Unable to comprehend the end, a befuddled Ray called him to know where the girl was. Mrinal’s response was: I do not know, which captures how the master of details differs in his cinematic approach from the firebrand maverick. Akaler Sandhane (1982), another masterpiece, captures how a film unit in a village is trying to capture the flavor of the Bengal famine of 1943 & finds no difference between then and now; between reel life and real life, if caught in the throes of extreme poverty. Sen was truly an iconoclast and. ruthlessly candid.

But the film that takes him to the vortex of cinematic appeal is Khandhar (1984). Based on a short story written by Premendra Mitra, the film captures poignantly the desolation of a bedridden mother and a doting daughter, inside a deserted and. decrepit mansion. They wait in vain for a young man to come and rescue the girl, played with unusual panache by Shabana Azmi. An unspoken whiff of romance, a wisp of a mirage, a cloying tale turns into an exquisite gem in the hands of Mrinal.

Khandhar marks a synthesis of Ray’s epic movie Jalsaghar, and the poignancy of Ghatak in Meghe Dhaka Tara. The three maestros seemed to be caught in the cobweb of human desolation, with exceptional individual artistry backed by riveting acting by the protagonists. Ray, Ghatak, and Mrinal belonged to a Bengal where Marxism was tempered by the humanism of Tagore. Sen was unabashedly leftist in his leanings and did not pull any punches while depicting the innards of poverty.

### Work instruction 1:
Can you sum up the passage on Mrinal Sen's films in two sentences?
### Work instruction 2:
Could you turn the paragraph of the passage on Mrinal Sen's films that begins "But the film that takes him" into a short bulleted list that keeps its main facts?
### Work instruction 3:
Can you continue the passage on Mrinal Sen's films from the point where it stops?
The items are separate material with no connection to the passage on Mrinal Sen's films.

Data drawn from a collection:
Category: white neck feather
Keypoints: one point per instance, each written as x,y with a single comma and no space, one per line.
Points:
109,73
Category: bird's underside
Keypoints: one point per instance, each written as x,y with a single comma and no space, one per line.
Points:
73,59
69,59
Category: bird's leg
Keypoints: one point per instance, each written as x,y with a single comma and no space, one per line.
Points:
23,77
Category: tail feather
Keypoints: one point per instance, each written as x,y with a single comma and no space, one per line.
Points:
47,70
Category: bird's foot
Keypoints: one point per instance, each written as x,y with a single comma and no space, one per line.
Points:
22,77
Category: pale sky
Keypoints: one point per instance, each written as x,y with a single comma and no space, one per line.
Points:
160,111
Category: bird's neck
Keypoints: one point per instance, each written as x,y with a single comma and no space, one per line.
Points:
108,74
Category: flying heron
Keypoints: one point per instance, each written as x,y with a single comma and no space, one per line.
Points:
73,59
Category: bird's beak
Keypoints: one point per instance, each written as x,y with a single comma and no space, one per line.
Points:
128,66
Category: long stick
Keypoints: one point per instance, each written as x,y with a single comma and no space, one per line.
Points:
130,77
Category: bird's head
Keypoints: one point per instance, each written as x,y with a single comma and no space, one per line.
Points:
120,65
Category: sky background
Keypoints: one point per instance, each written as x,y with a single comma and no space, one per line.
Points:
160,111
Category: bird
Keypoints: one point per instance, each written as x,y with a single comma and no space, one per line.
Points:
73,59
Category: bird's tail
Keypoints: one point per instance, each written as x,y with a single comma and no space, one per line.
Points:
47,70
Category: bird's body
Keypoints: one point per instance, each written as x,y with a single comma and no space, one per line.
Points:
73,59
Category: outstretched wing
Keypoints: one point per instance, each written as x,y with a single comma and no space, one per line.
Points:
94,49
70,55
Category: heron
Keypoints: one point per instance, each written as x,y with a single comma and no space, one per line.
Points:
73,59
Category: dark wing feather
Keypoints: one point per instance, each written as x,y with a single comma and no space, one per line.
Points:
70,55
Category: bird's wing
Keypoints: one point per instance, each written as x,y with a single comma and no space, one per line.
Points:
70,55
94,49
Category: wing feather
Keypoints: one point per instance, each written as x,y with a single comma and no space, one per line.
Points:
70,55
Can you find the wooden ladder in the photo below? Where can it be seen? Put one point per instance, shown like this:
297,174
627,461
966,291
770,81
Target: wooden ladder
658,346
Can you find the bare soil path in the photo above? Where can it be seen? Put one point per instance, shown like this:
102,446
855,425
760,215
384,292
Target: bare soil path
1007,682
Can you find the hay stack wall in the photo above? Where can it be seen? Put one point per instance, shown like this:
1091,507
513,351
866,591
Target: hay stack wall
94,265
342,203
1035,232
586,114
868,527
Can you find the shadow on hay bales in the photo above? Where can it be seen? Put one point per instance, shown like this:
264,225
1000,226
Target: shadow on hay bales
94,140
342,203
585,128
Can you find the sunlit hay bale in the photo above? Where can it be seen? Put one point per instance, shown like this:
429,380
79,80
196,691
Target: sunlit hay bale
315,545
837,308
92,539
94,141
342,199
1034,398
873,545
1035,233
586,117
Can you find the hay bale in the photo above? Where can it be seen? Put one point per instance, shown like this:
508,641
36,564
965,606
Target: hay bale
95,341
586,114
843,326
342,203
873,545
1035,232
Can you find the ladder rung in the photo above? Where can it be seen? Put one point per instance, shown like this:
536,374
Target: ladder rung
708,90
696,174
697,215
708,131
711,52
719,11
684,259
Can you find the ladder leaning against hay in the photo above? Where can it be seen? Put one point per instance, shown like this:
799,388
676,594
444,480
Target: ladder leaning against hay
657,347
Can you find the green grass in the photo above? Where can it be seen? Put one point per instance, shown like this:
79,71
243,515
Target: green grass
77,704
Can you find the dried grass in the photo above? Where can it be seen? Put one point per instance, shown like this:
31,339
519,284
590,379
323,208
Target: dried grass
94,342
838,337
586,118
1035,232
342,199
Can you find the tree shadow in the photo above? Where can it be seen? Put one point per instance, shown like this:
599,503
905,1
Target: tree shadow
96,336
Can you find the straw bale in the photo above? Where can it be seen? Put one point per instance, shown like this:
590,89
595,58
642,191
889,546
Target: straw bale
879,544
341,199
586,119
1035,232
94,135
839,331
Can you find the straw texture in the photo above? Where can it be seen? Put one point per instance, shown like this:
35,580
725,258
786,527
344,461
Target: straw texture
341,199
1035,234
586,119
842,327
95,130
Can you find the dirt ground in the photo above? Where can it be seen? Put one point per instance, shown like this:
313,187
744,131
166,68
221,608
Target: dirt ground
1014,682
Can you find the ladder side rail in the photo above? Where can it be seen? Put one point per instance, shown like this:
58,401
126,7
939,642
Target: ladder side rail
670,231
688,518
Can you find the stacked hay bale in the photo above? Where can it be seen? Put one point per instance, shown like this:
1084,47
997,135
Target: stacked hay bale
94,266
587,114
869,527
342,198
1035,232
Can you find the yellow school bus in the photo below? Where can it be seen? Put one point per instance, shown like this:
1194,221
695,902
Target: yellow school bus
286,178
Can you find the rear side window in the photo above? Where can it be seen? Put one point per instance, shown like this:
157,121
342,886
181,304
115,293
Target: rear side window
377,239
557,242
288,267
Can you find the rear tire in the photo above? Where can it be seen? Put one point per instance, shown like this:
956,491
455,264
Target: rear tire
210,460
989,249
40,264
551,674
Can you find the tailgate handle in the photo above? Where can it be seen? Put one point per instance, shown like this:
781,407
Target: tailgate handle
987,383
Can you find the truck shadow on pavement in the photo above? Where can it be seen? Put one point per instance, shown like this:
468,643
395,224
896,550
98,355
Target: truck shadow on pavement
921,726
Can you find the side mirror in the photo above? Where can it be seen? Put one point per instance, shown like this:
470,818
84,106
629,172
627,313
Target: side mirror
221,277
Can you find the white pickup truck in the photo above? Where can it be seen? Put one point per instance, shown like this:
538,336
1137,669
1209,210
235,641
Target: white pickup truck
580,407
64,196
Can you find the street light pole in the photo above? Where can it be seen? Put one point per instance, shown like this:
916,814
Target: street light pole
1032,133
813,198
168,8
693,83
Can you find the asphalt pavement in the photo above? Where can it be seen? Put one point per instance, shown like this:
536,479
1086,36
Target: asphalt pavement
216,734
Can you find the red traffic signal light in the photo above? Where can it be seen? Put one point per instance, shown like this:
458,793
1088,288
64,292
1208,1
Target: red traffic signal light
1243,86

### Written reply 1:
Mrinal Sen emerges as an iconoclast and ruthlessly candid filmmaker, whose Akaler Sandhane (1982) shows a village film unit recreating the 1943 Bengal famine and finding no difference between then and now. His Khandhar (1984), drawn from a Premendra Mitra short story about a bedridden mother and her daughter in a decrepit mansion, is presented as a synthesis of Ray's Jalsaghar and Ghatak's Meghe Dhaka Tara, made by a director who was unabashedly leftist.

### Written reply 2:
- Khandhar (1984) is the film that takes Sen to the vortex of cinematic appeal.
- It is based on a short story by Premendra Mitra.
- It depicts a bedridden mother and her doting daughter in a deserted, decrepit mansion.
- The two wait in vain for a young man to come and rescue the girl.
- Shabana Azmi plays the girl with unusual panache.
- In Mrinal's hands, a cloying tale with an unspoken whiff of romance becomes an exquisite gem.

### Written reply 3:
But he could be subtle as he demonstrated in Ek Din Pratidin. If Ray was a humanist, Ghatak was an iconoclast & Sen was an anarchist. But those who worked with him constantly recount about his loquacity and unfailing hospitality at home. He could be candid to a fault. When Dilip Kumar greeted him with: “Kemon Achen”, he said: That’s not the way it’s said!

He could be a gadfly, but a hero to several redoubtable directors like Ben Bengal, Adoor Gopalakrishnan, Goutam Ghose, and Girish Kasaravalli who doted on him. He had a pan-India appeal! He directed an Oriya movie, Matira Manisha (1966) based on a novel by noted novelist Kalandi Panigrahi. His artistic rendezvous continued with Odia writers when he made Mrigayaa in Hindi, based on short story by Bhagabati Panigrahi.

It’s a poignant tale of a tribal in captivity convincingly portrayed by Mithun Chakraborty. In Padatik (1973) , the tail end of his trilogy Calcutta 71, Interview, he makes a synthesis of two rebels, a political activist escaping the prison van (Dhritiman Chatterjee) and a sensitive young woman (Simi) who shelters him. He called himself a ‘private Marxist’.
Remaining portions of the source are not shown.